YOUR GOAL: Copy the lines below exactly, starting at the line that contains "Expected: one point per instance of the brick" and stopping after the last line, and include no other lines.

Image point grounding data:

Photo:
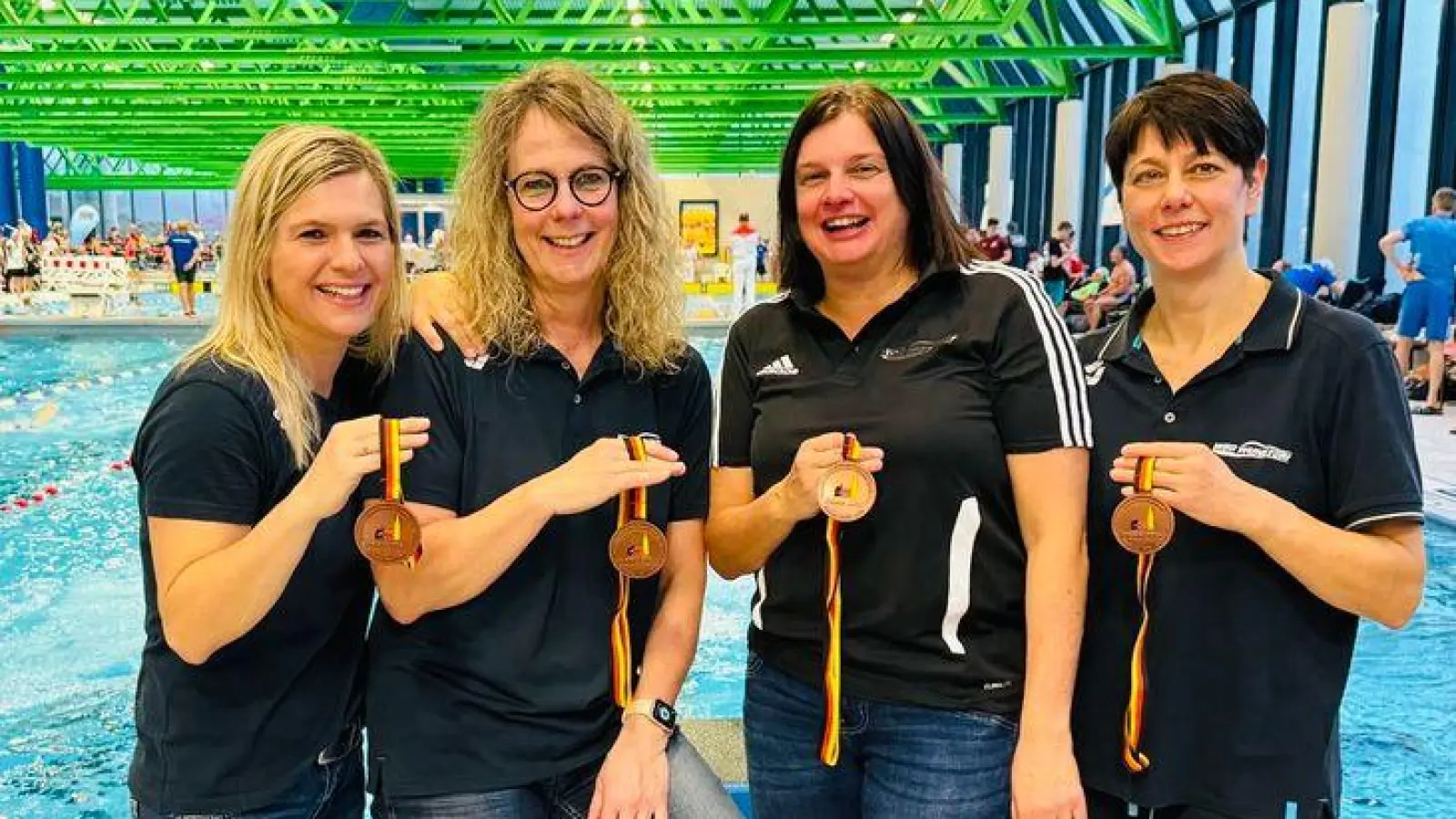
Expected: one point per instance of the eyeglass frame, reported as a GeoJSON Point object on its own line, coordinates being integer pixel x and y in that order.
{"type": "Point", "coordinates": [613, 175]}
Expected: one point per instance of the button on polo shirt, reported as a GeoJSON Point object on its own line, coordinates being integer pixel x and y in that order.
{"type": "Point", "coordinates": [963, 370]}
{"type": "Point", "coordinates": [1245, 666]}
{"type": "Point", "coordinates": [514, 685]}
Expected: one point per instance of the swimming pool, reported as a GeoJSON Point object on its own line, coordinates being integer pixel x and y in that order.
{"type": "Point", "coordinates": [70, 605]}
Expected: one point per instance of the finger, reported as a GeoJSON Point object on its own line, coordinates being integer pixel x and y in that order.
{"type": "Point", "coordinates": [824, 442]}
{"type": "Point", "coordinates": [414, 424]}
{"type": "Point", "coordinates": [1162, 450]}
{"type": "Point", "coordinates": [430, 336]}
{"type": "Point", "coordinates": [596, 802]}
{"type": "Point", "coordinates": [655, 450]}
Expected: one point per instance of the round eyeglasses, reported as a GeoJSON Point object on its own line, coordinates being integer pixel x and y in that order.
{"type": "Point", "coordinates": [536, 189]}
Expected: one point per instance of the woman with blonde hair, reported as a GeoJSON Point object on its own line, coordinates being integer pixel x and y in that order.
{"type": "Point", "coordinates": [501, 668]}
{"type": "Point", "coordinates": [248, 460]}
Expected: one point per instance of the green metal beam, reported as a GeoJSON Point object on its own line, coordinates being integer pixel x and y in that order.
{"type": "Point", "coordinates": [504, 57]}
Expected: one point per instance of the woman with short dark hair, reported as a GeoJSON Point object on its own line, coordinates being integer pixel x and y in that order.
{"type": "Point", "coordinates": [926, 668]}
{"type": "Point", "coordinates": [1263, 439]}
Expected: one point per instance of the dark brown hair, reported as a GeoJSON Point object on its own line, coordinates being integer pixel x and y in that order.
{"type": "Point", "coordinates": [935, 241]}
{"type": "Point", "coordinates": [1198, 108]}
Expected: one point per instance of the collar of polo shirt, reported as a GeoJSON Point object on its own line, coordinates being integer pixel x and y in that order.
{"type": "Point", "coordinates": [1274, 327]}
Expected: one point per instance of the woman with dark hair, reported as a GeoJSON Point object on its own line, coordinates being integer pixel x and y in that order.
{"type": "Point", "coordinates": [1263, 439]}
{"type": "Point", "coordinates": [903, 673]}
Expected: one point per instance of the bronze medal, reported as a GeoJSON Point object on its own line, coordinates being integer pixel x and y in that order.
{"type": "Point", "coordinates": [1143, 525]}
{"type": "Point", "coordinates": [386, 532]}
{"type": "Point", "coordinates": [846, 491]}
{"type": "Point", "coordinates": [638, 550]}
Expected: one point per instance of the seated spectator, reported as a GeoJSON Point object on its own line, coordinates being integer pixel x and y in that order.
{"type": "Point", "coordinates": [1312, 278]}
{"type": "Point", "coordinates": [1120, 288]}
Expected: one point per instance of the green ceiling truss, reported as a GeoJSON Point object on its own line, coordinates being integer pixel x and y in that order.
{"type": "Point", "coordinates": [172, 94]}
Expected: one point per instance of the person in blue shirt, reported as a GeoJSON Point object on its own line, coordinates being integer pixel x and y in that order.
{"type": "Point", "coordinates": [181, 249]}
{"type": "Point", "coordinates": [1431, 280]}
{"type": "Point", "coordinates": [1312, 278]}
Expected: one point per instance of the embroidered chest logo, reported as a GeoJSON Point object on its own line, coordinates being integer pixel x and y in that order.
{"type": "Point", "coordinates": [1252, 450]}
{"type": "Point", "coordinates": [781, 366]}
{"type": "Point", "coordinates": [915, 349]}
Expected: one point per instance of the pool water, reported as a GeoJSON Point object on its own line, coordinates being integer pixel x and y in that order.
{"type": "Point", "coordinates": [70, 605]}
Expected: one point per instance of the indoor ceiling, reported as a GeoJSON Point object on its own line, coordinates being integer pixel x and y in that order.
{"type": "Point", "coordinates": [172, 94]}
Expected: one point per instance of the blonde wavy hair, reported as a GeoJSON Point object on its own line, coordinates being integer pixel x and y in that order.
{"type": "Point", "coordinates": [249, 329]}
{"type": "Point", "coordinates": [644, 299]}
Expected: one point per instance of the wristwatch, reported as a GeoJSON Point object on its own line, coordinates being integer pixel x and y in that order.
{"type": "Point", "coordinates": [659, 713]}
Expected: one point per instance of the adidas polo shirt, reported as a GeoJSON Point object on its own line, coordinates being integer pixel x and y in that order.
{"type": "Point", "coordinates": [967, 368]}
{"type": "Point", "coordinates": [1245, 666]}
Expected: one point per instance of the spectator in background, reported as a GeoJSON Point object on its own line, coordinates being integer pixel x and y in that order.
{"type": "Point", "coordinates": [181, 249]}
{"type": "Point", "coordinates": [1314, 278]}
{"type": "Point", "coordinates": [1431, 280]}
{"type": "Point", "coordinates": [995, 244]}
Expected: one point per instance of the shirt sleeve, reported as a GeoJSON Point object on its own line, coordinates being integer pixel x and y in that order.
{"type": "Point", "coordinates": [735, 402]}
{"type": "Point", "coordinates": [1040, 399]}
{"type": "Point", "coordinates": [692, 401]}
{"type": "Point", "coordinates": [422, 387]}
{"type": "Point", "coordinates": [1372, 471]}
{"type": "Point", "coordinates": [201, 457]}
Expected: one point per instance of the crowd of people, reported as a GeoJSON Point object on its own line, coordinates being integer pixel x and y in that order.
{"type": "Point", "coordinates": [951, 511]}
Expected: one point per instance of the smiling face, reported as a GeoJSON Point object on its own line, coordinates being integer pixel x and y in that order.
{"type": "Point", "coordinates": [565, 247]}
{"type": "Point", "coordinates": [1184, 210]}
{"type": "Point", "coordinates": [332, 261]}
{"type": "Point", "coordinates": [849, 212]}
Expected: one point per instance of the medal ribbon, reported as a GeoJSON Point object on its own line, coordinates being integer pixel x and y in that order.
{"type": "Point", "coordinates": [393, 484]}
{"type": "Point", "coordinates": [834, 610]}
{"type": "Point", "coordinates": [632, 506]}
{"type": "Point", "coordinates": [1135, 760]}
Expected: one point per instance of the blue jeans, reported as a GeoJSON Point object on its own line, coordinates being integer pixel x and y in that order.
{"type": "Point", "coordinates": [331, 789]}
{"type": "Point", "coordinates": [895, 761]}
{"type": "Point", "coordinates": [693, 792]}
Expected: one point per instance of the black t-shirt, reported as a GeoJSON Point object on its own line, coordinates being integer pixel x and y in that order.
{"type": "Point", "coordinates": [963, 370]}
{"type": "Point", "coordinates": [1245, 666]}
{"type": "Point", "coordinates": [514, 685]}
{"type": "Point", "coordinates": [1055, 271]}
{"type": "Point", "coordinates": [238, 731]}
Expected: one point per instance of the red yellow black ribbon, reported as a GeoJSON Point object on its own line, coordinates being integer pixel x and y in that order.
{"type": "Point", "coordinates": [1133, 756]}
{"type": "Point", "coordinates": [834, 610]}
{"type": "Point", "coordinates": [632, 506]}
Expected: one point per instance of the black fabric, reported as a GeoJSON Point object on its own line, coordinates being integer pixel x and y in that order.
{"type": "Point", "coordinates": [963, 370]}
{"type": "Point", "coordinates": [1245, 666]}
{"type": "Point", "coordinates": [514, 687]}
{"type": "Point", "coordinates": [238, 731]}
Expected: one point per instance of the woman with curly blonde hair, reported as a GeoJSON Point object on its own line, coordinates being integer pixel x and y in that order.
{"type": "Point", "coordinates": [248, 460]}
{"type": "Point", "coordinates": [502, 678]}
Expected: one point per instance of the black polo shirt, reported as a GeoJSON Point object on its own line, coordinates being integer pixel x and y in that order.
{"type": "Point", "coordinates": [963, 370]}
{"type": "Point", "coordinates": [239, 731]}
{"type": "Point", "coordinates": [516, 685]}
{"type": "Point", "coordinates": [1245, 666]}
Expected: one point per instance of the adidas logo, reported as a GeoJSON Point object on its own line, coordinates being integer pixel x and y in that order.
{"type": "Point", "coordinates": [781, 366]}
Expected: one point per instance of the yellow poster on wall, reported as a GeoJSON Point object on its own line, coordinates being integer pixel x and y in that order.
{"type": "Point", "coordinates": [698, 223]}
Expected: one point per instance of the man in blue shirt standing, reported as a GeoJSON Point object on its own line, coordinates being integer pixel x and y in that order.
{"type": "Point", "coordinates": [1431, 280]}
{"type": "Point", "coordinates": [181, 249]}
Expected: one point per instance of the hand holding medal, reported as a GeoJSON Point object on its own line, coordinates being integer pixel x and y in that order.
{"type": "Point", "coordinates": [638, 550]}
{"type": "Point", "coordinates": [846, 493]}
{"type": "Point", "coordinates": [1142, 525]}
{"type": "Point", "coordinates": [386, 531]}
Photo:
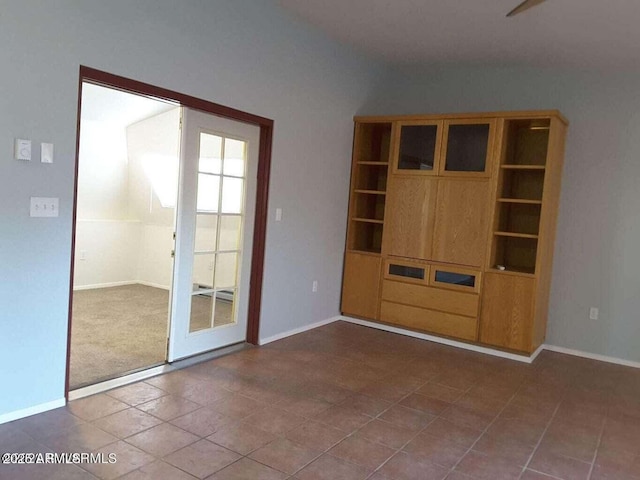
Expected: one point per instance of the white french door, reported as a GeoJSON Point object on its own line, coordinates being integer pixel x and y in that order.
{"type": "Point", "coordinates": [214, 232]}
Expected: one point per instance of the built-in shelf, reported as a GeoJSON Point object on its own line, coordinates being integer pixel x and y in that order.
{"type": "Point", "coordinates": [522, 201]}
{"type": "Point", "coordinates": [523, 167]}
{"type": "Point", "coordinates": [371, 192]}
{"type": "Point", "coordinates": [515, 235]}
{"type": "Point", "coordinates": [372, 163]}
{"type": "Point", "coordinates": [368, 220]}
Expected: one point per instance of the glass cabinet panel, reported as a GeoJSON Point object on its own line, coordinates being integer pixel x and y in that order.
{"type": "Point", "coordinates": [467, 146]}
{"type": "Point", "coordinates": [418, 147]}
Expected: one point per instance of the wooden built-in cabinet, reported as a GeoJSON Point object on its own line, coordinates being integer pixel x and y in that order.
{"type": "Point", "coordinates": [452, 223]}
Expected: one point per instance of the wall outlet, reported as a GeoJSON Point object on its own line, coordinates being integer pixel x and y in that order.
{"type": "Point", "coordinates": [43, 207]}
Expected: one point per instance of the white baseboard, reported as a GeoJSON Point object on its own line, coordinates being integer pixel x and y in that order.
{"type": "Point", "coordinates": [592, 356]}
{"type": "Point", "coordinates": [119, 382]}
{"type": "Point", "coordinates": [295, 331]}
{"type": "Point", "coordinates": [151, 284]}
{"type": "Point", "coordinates": [27, 412]}
{"type": "Point", "coordinates": [443, 341]}
{"type": "Point", "coordinates": [104, 285]}
{"type": "Point", "coordinates": [120, 284]}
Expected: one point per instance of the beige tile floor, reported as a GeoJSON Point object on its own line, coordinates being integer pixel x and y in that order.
{"type": "Point", "coordinates": [348, 402]}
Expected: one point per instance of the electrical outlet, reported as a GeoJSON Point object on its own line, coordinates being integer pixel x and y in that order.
{"type": "Point", "coordinates": [43, 207]}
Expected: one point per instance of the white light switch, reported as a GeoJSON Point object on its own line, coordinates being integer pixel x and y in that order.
{"type": "Point", "coordinates": [44, 207]}
{"type": "Point", "coordinates": [46, 152]}
{"type": "Point", "coordinates": [22, 149]}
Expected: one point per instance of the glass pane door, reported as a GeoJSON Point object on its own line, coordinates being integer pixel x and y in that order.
{"type": "Point", "coordinates": [214, 233]}
{"type": "Point", "coordinates": [467, 145]}
{"type": "Point", "coordinates": [220, 195]}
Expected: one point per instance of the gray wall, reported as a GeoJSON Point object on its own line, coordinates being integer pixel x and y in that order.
{"type": "Point", "coordinates": [597, 254]}
{"type": "Point", "coordinates": [242, 53]}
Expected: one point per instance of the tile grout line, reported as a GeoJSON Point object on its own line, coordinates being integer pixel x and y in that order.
{"type": "Point", "coordinates": [595, 453]}
{"type": "Point", "coordinates": [484, 431]}
{"type": "Point", "coordinates": [398, 450]}
{"type": "Point", "coordinates": [373, 418]}
{"type": "Point", "coordinates": [526, 465]}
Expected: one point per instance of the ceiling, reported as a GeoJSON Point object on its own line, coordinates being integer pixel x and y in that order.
{"type": "Point", "coordinates": [118, 108]}
{"type": "Point", "coordinates": [572, 33]}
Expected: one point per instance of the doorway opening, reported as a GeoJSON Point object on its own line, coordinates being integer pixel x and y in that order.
{"type": "Point", "coordinates": [125, 216]}
{"type": "Point", "coordinates": [169, 227]}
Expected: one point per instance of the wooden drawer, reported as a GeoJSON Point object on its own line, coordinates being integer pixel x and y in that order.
{"type": "Point", "coordinates": [429, 297]}
{"type": "Point", "coordinates": [442, 323]}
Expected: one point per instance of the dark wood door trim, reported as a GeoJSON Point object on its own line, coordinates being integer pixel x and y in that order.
{"type": "Point", "coordinates": [99, 77]}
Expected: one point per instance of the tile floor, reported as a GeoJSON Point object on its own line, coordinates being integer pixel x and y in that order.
{"type": "Point", "coordinates": [349, 402]}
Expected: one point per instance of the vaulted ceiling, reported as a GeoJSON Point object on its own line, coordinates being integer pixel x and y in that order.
{"type": "Point", "coordinates": [573, 33]}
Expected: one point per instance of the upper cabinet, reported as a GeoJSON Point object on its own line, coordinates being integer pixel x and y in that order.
{"type": "Point", "coordinates": [417, 147]}
{"type": "Point", "coordinates": [467, 147]}
{"type": "Point", "coordinates": [460, 147]}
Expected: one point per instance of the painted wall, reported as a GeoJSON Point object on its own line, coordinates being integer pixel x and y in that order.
{"type": "Point", "coordinates": [154, 139]}
{"type": "Point", "coordinates": [597, 260]}
{"type": "Point", "coordinates": [247, 54]}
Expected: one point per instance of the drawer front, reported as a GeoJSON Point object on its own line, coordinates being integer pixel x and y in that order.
{"type": "Point", "coordinates": [429, 297]}
{"type": "Point", "coordinates": [442, 323]}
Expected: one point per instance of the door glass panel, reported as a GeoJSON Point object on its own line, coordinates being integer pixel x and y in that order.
{"type": "Point", "coordinates": [230, 226]}
{"type": "Point", "coordinates": [226, 270]}
{"type": "Point", "coordinates": [206, 228]}
{"type": "Point", "coordinates": [221, 167]}
{"type": "Point", "coordinates": [234, 155]}
{"type": "Point", "coordinates": [232, 194]}
{"type": "Point", "coordinates": [224, 313]}
{"type": "Point", "coordinates": [208, 192]}
{"type": "Point", "coordinates": [203, 265]}
{"type": "Point", "coordinates": [201, 312]}
{"type": "Point", "coordinates": [210, 153]}
{"type": "Point", "coordinates": [417, 147]}
{"type": "Point", "coordinates": [467, 148]}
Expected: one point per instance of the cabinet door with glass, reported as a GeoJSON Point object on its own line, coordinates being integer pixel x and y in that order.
{"type": "Point", "coordinates": [417, 147]}
{"type": "Point", "coordinates": [466, 147]}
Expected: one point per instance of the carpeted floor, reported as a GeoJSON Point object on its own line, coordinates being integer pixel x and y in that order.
{"type": "Point", "coordinates": [120, 329]}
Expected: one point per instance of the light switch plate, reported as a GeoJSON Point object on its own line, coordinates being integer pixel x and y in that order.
{"type": "Point", "coordinates": [44, 207]}
{"type": "Point", "coordinates": [46, 152]}
{"type": "Point", "coordinates": [22, 149]}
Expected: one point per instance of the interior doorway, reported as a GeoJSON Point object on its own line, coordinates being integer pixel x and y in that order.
{"type": "Point", "coordinates": [189, 182]}
{"type": "Point", "coordinates": [125, 217]}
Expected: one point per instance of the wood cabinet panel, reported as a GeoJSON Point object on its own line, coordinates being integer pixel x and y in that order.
{"type": "Point", "coordinates": [409, 223]}
{"type": "Point", "coordinates": [441, 323]}
{"type": "Point", "coordinates": [433, 298]}
{"type": "Point", "coordinates": [461, 221]}
{"type": "Point", "coordinates": [506, 318]}
{"type": "Point", "coordinates": [361, 285]}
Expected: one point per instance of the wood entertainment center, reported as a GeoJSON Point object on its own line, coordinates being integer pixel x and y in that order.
{"type": "Point", "coordinates": [452, 221]}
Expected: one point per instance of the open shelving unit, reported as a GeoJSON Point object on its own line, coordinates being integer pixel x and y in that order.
{"type": "Point", "coordinates": [369, 184]}
{"type": "Point", "coordinates": [520, 196]}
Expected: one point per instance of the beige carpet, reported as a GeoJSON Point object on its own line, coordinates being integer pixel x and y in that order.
{"type": "Point", "coordinates": [122, 329]}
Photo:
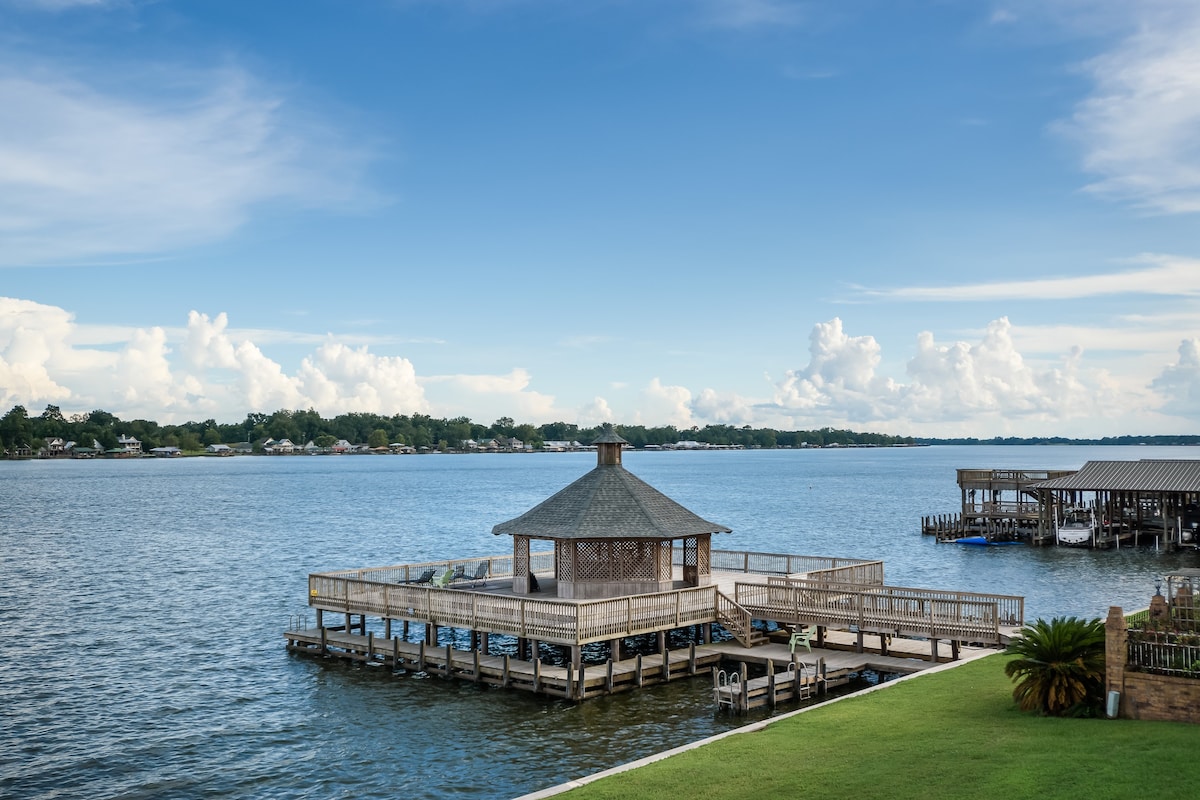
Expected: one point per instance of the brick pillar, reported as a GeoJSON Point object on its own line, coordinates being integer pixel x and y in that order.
{"type": "Point", "coordinates": [1116, 636]}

EXERCISE RESPONSE:
Expected: one point per instance of the brick pillar, reported as a GeoJSON Point object on its own line, coordinates being integer pixel x and y in that order.
{"type": "Point", "coordinates": [1116, 636]}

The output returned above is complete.